◆ **Work order**: Pictures within the data are to be left out; everything else must be reproduced exactly.

◆ **Records supplied**:
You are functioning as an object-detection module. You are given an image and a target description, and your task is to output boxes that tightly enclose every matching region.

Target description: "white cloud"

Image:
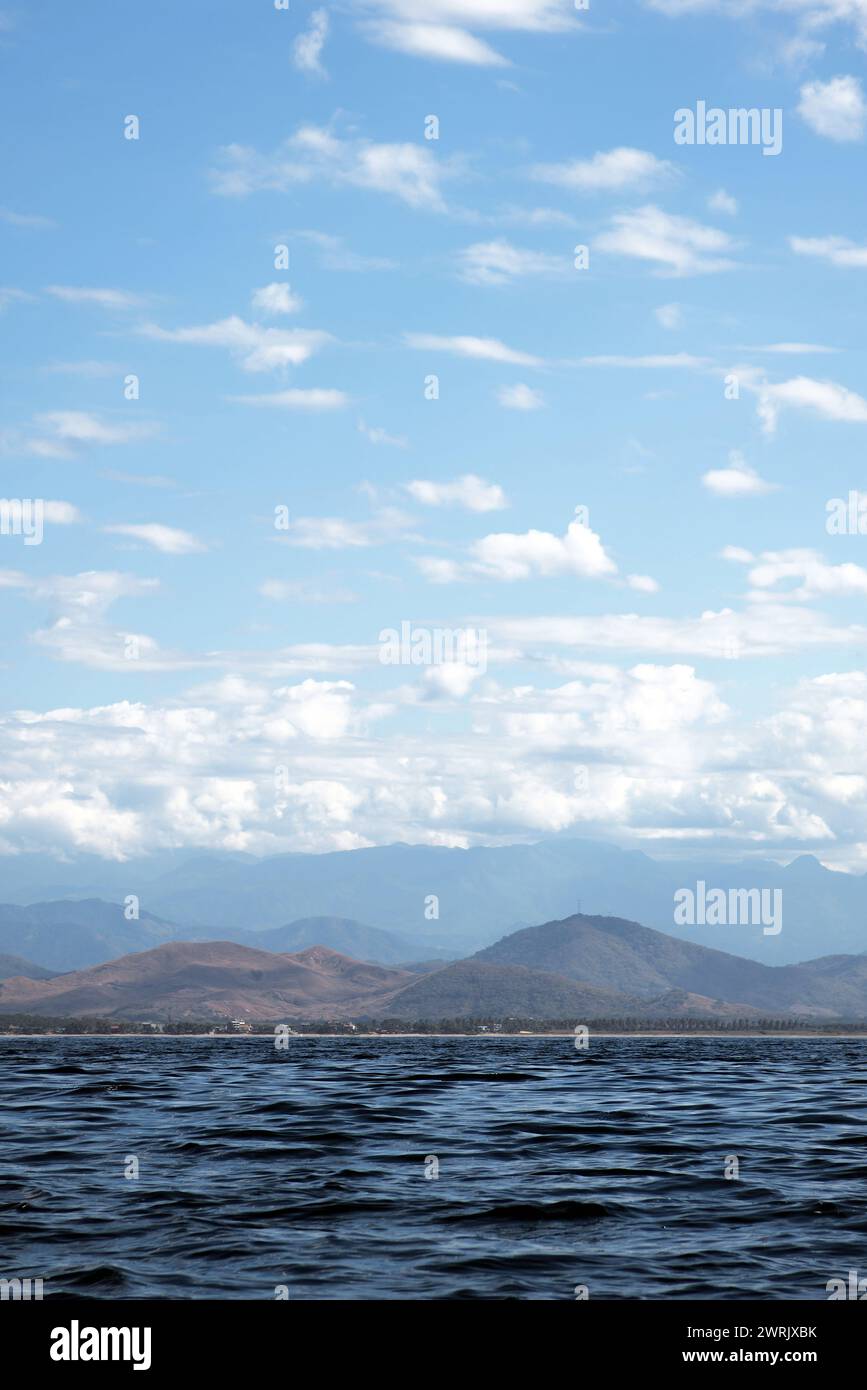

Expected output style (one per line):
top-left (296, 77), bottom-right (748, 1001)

top-left (457, 238), bottom-right (567, 285)
top-left (357, 419), bottom-right (408, 446)
top-left (251, 283), bottom-right (303, 315)
top-left (0, 287), bottom-right (33, 311)
top-left (531, 147), bottom-right (674, 192)
top-left (0, 208), bottom-right (56, 229)
top-left (404, 474), bottom-right (507, 511)
top-left (260, 579), bottom-right (359, 604)
top-left (748, 341), bottom-right (838, 354)
top-left (359, 0), bottom-right (576, 68)
top-left (485, 604), bottom-right (866, 659)
top-left (581, 352), bottom-right (707, 369)
top-left (708, 188), bottom-right (738, 215)
top-left (497, 382), bottom-right (545, 409)
top-left (283, 507), bottom-right (415, 549)
top-left (211, 124), bottom-right (452, 211)
top-left (104, 523), bottom-right (207, 555)
top-left (627, 574), bottom-right (660, 593)
top-left (45, 286), bottom-right (144, 310)
top-left (790, 234), bottom-right (867, 268)
top-left (42, 501), bottom-right (83, 524)
top-left (0, 499), bottom-right (82, 527)
top-left (702, 450), bottom-right (777, 497)
top-left (756, 376), bottom-right (867, 434)
top-left (598, 205), bottom-right (739, 276)
top-left (141, 316), bottom-right (331, 372)
top-left (365, 20), bottom-right (509, 65)
top-left (293, 230), bottom-right (398, 272)
top-left (293, 8), bottom-right (329, 75)
top-left (747, 548), bottom-right (867, 600)
top-left (798, 75), bottom-right (866, 141)
top-left (419, 511), bottom-right (619, 582)
top-left (11, 411), bottom-right (155, 459)
top-left (655, 302), bottom-right (683, 329)
top-left (404, 332), bottom-right (542, 366)
top-left (229, 388), bottom-right (349, 410)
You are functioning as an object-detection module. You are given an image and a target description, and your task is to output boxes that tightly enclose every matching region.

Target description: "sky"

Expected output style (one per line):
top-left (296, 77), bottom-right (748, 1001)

top-left (2, 0), bottom-right (867, 866)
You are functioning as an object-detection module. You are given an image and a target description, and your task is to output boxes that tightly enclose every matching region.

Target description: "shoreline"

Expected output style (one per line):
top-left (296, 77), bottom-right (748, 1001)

top-left (2, 1031), bottom-right (867, 1040)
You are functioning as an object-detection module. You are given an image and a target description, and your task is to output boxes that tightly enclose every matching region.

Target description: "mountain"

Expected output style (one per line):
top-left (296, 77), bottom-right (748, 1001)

top-left (243, 917), bottom-right (434, 964)
top-left (0, 953), bottom-right (56, 981)
top-left (386, 959), bottom-right (641, 1020)
top-left (0, 900), bottom-right (188, 971)
top-left (7, 909), bottom-right (867, 1022)
top-left (0, 901), bottom-right (435, 973)
top-left (2, 836), bottom-right (864, 963)
top-left (0, 942), bottom-right (417, 1021)
top-left (474, 914), bottom-right (867, 1017)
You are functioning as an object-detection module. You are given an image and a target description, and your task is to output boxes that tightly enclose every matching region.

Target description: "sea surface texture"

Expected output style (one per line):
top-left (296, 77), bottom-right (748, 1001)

top-left (1, 1036), bottom-right (865, 1300)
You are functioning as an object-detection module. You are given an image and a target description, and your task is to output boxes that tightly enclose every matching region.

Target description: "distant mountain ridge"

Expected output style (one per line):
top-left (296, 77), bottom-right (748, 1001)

top-left (1, 837), bottom-right (864, 963)
top-left (0, 903), bottom-right (427, 973)
top-left (4, 912), bottom-right (867, 1022)
top-left (0, 953), bottom-right (56, 981)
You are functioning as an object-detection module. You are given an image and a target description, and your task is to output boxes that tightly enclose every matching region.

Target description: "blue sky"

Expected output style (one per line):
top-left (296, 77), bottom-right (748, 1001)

top-left (3, 0), bottom-right (867, 864)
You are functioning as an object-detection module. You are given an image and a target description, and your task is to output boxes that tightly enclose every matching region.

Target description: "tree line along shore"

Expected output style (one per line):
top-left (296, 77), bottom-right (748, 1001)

top-left (1, 1014), bottom-right (867, 1036)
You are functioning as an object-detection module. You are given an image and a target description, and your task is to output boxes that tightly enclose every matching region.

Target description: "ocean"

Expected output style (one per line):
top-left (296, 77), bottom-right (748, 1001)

top-left (1, 1035), bottom-right (865, 1300)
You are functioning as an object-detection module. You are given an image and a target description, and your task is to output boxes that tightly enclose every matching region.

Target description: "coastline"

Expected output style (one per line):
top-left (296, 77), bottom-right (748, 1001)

top-left (3, 1031), bottom-right (867, 1040)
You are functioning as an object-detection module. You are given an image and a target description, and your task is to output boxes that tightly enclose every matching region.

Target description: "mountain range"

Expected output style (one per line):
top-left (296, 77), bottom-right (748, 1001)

top-left (3, 911), bottom-right (867, 1023)
top-left (0, 836), bottom-right (864, 964)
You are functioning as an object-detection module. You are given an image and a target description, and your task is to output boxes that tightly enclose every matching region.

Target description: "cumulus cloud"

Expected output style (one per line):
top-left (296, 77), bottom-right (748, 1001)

top-left (251, 283), bottom-right (303, 315)
top-left (597, 204), bottom-right (739, 276)
top-left (531, 147), bottom-right (674, 192)
top-left (418, 510), bottom-right (619, 582)
top-left (496, 382), bottom-right (545, 409)
top-left (755, 375), bottom-right (867, 434)
top-left (211, 123), bottom-right (453, 211)
top-left (790, 234), bottom-right (867, 268)
top-left (798, 75), bottom-right (866, 141)
top-left (746, 548), bottom-right (867, 600)
top-left (141, 316), bottom-right (331, 372)
top-left (456, 238), bottom-right (567, 285)
top-left (702, 450), bottom-right (777, 496)
top-left (404, 474), bottom-right (507, 511)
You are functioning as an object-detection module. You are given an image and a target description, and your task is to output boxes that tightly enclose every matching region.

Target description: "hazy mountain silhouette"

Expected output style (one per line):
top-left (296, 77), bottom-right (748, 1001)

top-left (1, 838), bottom-right (862, 963)
top-left (4, 912), bottom-right (867, 1022)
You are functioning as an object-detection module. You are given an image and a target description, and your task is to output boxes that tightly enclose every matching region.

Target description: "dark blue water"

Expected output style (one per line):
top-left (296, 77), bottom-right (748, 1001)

top-left (1, 1036), bottom-right (865, 1299)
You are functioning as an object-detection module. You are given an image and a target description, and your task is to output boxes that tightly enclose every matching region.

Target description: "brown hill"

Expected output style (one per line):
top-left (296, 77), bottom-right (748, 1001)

top-left (387, 959), bottom-right (641, 1020)
top-left (0, 941), bottom-right (416, 1021)
top-left (474, 914), bottom-right (867, 1017)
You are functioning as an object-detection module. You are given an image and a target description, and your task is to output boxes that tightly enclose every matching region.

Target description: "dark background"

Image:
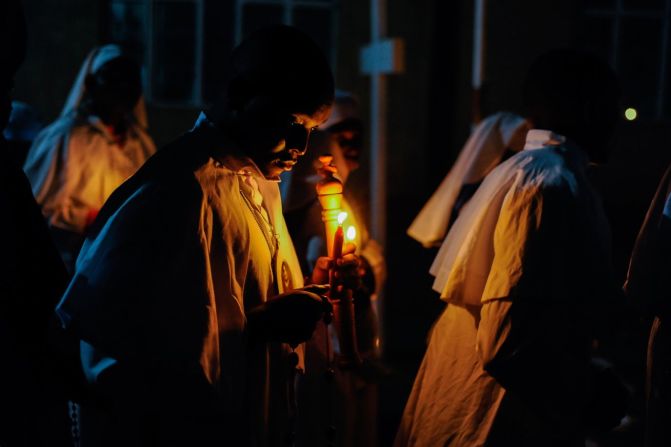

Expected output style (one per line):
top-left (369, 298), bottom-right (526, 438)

top-left (13, 0), bottom-right (671, 445)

◆ **Response area**:
You are functioning as an object-detection module. You are given an image and a target description, and your task is to output boxes that tightly enclose every matching region.

Target description: "white cloud"

Image:

Expected output style (one per line):
top-left (296, 77), bottom-right (748, 1001)

top-left (457, 238), bottom-right (567, 285)
top-left (357, 419), bottom-right (408, 446)
top-left (251, 283), bottom-right (303, 315)
top-left (0, 287), bottom-right (33, 311)
top-left (531, 147), bottom-right (674, 192)
top-left (0, 208), bottom-right (56, 229)
top-left (404, 474), bottom-right (507, 511)
top-left (260, 579), bottom-right (359, 604)
top-left (748, 341), bottom-right (838, 354)
top-left (359, 0), bottom-right (576, 68)
top-left (485, 604), bottom-right (866, 659)
top-left (581, 352), bottom-right (707, 369)
top-left (708, 188), bottom-right (738, 215)
top-left (497, 382), bottom-right (545, 409)
top-left (283, 507), bottom-right (415, 549)
top-left (211, 124), bottom-right (452, 211)
top-left (104, 523), bottom-right (207, 555)
top-left (627, 574), bottom-right (660, 593)
top-left (45, 286), bottom-right (144, 310)
top-left (790, 234), bottom-right (867, 268)
top-left (42, 501), bottom-right (83, 524)
top-left (0, 499), bottom-right (82, 527)
top-left (702, 450), bottom-right (777, 497)
top-left (756, 376), bottom-right (867, 434)
top-left (598, 205), bottom-right (739, 276)
top-left (141, 316), bottom-right (331, 372)
top-left (365, 20), bottom-right (509, 65)
top-left (293, 230), bottom-right (398, 272)
top-left (293, 8), bottom-right (329, 75)
top-left (747, 548), bottom-right (867, 600)
top-left (798, 75), bottom-right (866, 141)
top-left (419, 511), bottom-right (619, 582)
top-left (11, 411), bottom-right (155, 459)
top-left (655, 302), bottom-right (683, 329)
top-left (404, 332), bottom-right (542, 366)
top-left (229, 388), bottom-right (349, 410)
You are functioning as an object-detection module. You are given an image and a target description, and your task is to output boxes that tightly enclose every matching region.

Target description: "sky"

Expected output style (one per line):
top-left (296, 77), bottom-right (748, 1001)

top-left (2, 0), bottom-right (867, 866)
You are functioning as an object-detection module. You are given an image and a target description, and your task is to output boxes that tightly enclose every matching region.

Target description: "shoreline"

Expected output style (one per line):
top-left (296, 77), bottom-right (748, 1001)

top-left (2, 1031), bottom-right (867, 1040)
You are functioning as an object-detection module. You are given an image and a target description, and your task is to output boxes that tightly enclose every matching region.

Target description: "mountain"

Expected output style (one per line):
top-left (296, 77), bottom-right (748, 1001)

top-left (243, 917), bottom-right (434, 964)
top-left (0, 953), bottom-right (56, 981)
top-left (386, 959), bottom-right (641, 1020)
top-left (0, 900), bottom-right (188, 971)
top-left (7, 909), bottom-right (867, 1022)
top-left (0, 901), bottom-right (435, 973)
top-left (2, 836), bottom-right (864, 963)
top-left (0, 942), bottom-right (417, 1021)
top-left (474, 914), bottom-right (867, 1017)
You are functioning as an object-detection module. You are given an image and a target description, and your task is to output boxes that tightly enclose every matching region.

Target description: "sea surface texture"

Expected output style (one per line):
top-left (296, 77), bottom-right (748, 1001)

top-left (1, 1036), bottom-right (865, 1300)
You are functioning as an object-detection module. You are given an image and a target description, and your task is to output boxes that tightly enclose every matching region.

Target description: "distant mountain ridge"

Expected output style (one per line):
top-left (296, 77), bottom-right (748, 1001)

top-left (1, 837), bottom-right (864, 963)
top-left (0, 903), bottom-right (427, 973)
top-left (4, 912), bottom-right (867, 1022)
top-left (0, 953), bottom-right (56, 981)
You are functioning as an object-detection module. You are given an image and a target description, and your task is to output boxes that tightly enclose every matching region.

Target description: "blue sky"

Expected output style (one per line):
top-left (296, 77), bottom-right (748, 1001)

top-left (3, 0), bottom-right (867, 864)
You are functioning as an object-detection module. You are given an image and a target description, and your task is to output boxes that tightly enclose every matching region.

Target description: "tree line along shore"

Expected output style (one per line):
top-left (296, 77), bottom-right (748, 1001)

top-left (1, 1014), bottom-right (867, 1036)
You are functioning as an object-detection module. You are given an image and a target description, and your task is to output boxes that tightly enclose every matching region.

Target description: "ocean"

Expected output style (one per line):
top-left (296, 77), bottom-right (748, 1001)

top-left (1, 1035), bottom-right (865, 1300)
You are functioning as an object-detection module. You are given an image and a target description, and your task is to output boxes that tightly enclose every matching region.

Target description: "coastline"

Expected output style (one per line):
top-left (296, 77), bottom-right (748, 1001)

top-left (3, 1031), bottom-right (867, 1040)
You are functioning as an object-detection module. You are given an image and a target description, and your task is to output boxes that tightly enclose every matching region.

Target description: "mountain range"

Expected output style (one per line):
top-left (296, 77), bottom-right (748, 1001)

top-left (3, 911), bottom-right (867, 1023)
top-left (0, 836), bottom-right (864, 964)
You are functioning as an object-detection module. You are given an image and a target description, and your task is to output boxes that tightly enclose every matching region.

Target description: "cumulus cloud"

Expected output style (one per line):
top-left (296, 77), bottom-right (748, 1001)

top-left (251, 283), bottom-right (303, 315)
top-left (597, 204), bottom-right (739, 276)
top-left (531, 147), bottom-right (674, 192)
top-left (418, 510), bottom-right (619, 582)
top-left (496, 382), bottom-right (545, 409)
top-left (755, 375), bottom-right (867, 434)
top-left (211, 123), bottom-right (453, 211)
top-left (790, 234), bottom-right (867, 268)
top-left (798, 75), bottom-right (866, 141)
top-left (746, 548), bottom-right (867, 600)
top-left (141, 316), bottom-right (331, 372)
top-left (456, 238), bottom-right (567, 285)
top-left (702, 450), bottom-right (777, 496)
top-left (404, 474), bottom-right (507, 511)
You are functioning as an object-detection module. You are given an image and a target description, and your task is to output boxes that tightly enclose every matching region.

Target description: "hazy mountain silhouette"

Expected output style (one per line):
top-left (296, 77), bottom-right (748, 1001)

top-left (1, 838), bottom-right (862, 963)
top-left (4, 912), bottom-right (867, 1022)
You are functioning as an object-detection module. You are given an image and a target description, and your task is to output boxes that tightly enclose every matching region.

Target description: "dark blue water"

Expected output style (one per line):
top-left (296, 77), bottom-right (748, 1001)

top-left (1, 1036), bottom-right (865, 1299)
You are functioning as an object-detection module. You are given an image and a target description, and your task is to output boxes that tightly enclose every matching region.

Target description: "brown hill"

Expected output style (one per line):
top-left (296, 77), bottom-right (748, 1001)

top-left (387, 959), bottom-right (641, 1020)
top-left (0, 941), bottom-right (416, 1021)
top-left (474, 914), bottom-right (867, 1017)
You are functioning as an object-detection module. You are given an image and a target description, and your task is to output boxes that tightly enclose every matching region.

Target description: "dark background"

Image:

Expected output style (one per line):
top-left (369, 298), bottom-right (526, 438)

top-left (13, 0), bottom-right (671, 445)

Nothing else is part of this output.